Damon said he thinks movies “are the greatest tool for empathy that we have”.

“What I love about this — what I love about a lot of these stories that I get to help tell — is it shows a relatable character whose life is different from our own but who we find common cause with”, he said. “This is a beautiful and optimistic movie. A journalist said to me, which I thought was really great: ‘This is Alexander’s most optimistic movie and it has the apocalypse in it’”.

The film has been in the works for a decade, but in an AP interview, Damon said its environmental theme felt “torn from the headlines”.

“Though the (US) administration wouldn’t say that”, he added. “They’re not acknowledging climate change as a reality”.

A combination of ecological and material motivations for being shrunk appeal to Paul Safranek (Damon), a frustrated but well-meaning therapist, and his wife Audrey, played by Kristen Wiig.

- **Supplied entries**:
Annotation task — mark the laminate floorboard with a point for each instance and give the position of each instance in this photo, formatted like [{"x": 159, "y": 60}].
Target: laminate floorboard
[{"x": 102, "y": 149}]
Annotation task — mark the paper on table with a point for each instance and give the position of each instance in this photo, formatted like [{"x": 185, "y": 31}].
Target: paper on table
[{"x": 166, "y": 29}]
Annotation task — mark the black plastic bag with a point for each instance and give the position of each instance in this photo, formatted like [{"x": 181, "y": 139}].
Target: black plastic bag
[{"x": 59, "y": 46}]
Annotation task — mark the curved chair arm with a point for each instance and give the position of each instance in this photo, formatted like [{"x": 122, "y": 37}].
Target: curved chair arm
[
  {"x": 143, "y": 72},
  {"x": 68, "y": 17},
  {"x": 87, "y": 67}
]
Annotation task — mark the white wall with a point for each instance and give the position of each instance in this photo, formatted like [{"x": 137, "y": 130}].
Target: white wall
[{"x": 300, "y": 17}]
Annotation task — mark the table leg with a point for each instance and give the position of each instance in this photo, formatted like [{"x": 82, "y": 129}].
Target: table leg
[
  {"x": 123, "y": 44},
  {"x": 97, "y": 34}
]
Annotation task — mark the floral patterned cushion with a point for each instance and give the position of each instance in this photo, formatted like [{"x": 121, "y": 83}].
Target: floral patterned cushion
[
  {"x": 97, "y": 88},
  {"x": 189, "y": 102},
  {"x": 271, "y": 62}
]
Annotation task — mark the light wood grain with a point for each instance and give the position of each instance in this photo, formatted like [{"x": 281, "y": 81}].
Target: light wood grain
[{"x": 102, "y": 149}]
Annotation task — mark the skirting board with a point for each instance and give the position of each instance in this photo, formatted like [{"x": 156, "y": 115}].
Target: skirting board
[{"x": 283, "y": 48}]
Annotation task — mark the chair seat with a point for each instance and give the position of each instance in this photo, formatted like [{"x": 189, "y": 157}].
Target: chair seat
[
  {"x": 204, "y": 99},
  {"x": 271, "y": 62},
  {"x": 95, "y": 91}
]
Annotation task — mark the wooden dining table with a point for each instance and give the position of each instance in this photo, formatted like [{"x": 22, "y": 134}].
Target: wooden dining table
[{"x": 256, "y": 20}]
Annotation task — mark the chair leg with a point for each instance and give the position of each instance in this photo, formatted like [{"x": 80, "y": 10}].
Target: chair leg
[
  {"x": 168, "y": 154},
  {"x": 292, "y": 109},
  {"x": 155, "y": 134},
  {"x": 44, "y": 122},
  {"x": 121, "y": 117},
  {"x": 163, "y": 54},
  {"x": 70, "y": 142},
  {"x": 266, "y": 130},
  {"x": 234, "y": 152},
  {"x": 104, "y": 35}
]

- **Task instructions**: Using the text about Damon's film, decide whether each statement below agrees with it, answering yes or no and quoting the deciding words. 1. Damon said the film's environmental theme felt current. 2. The film was developed in less than a year. 3. Kristen Wiig plays Paul Safranek's wife.

- **Solution for this task**:
1. Yes: "Damon said its environmental theme felt “torn from the headlines”"
2. No: "The film has been in the works for a decade"
3. Yes: "his wife Audrey, played by Kristen Wiig"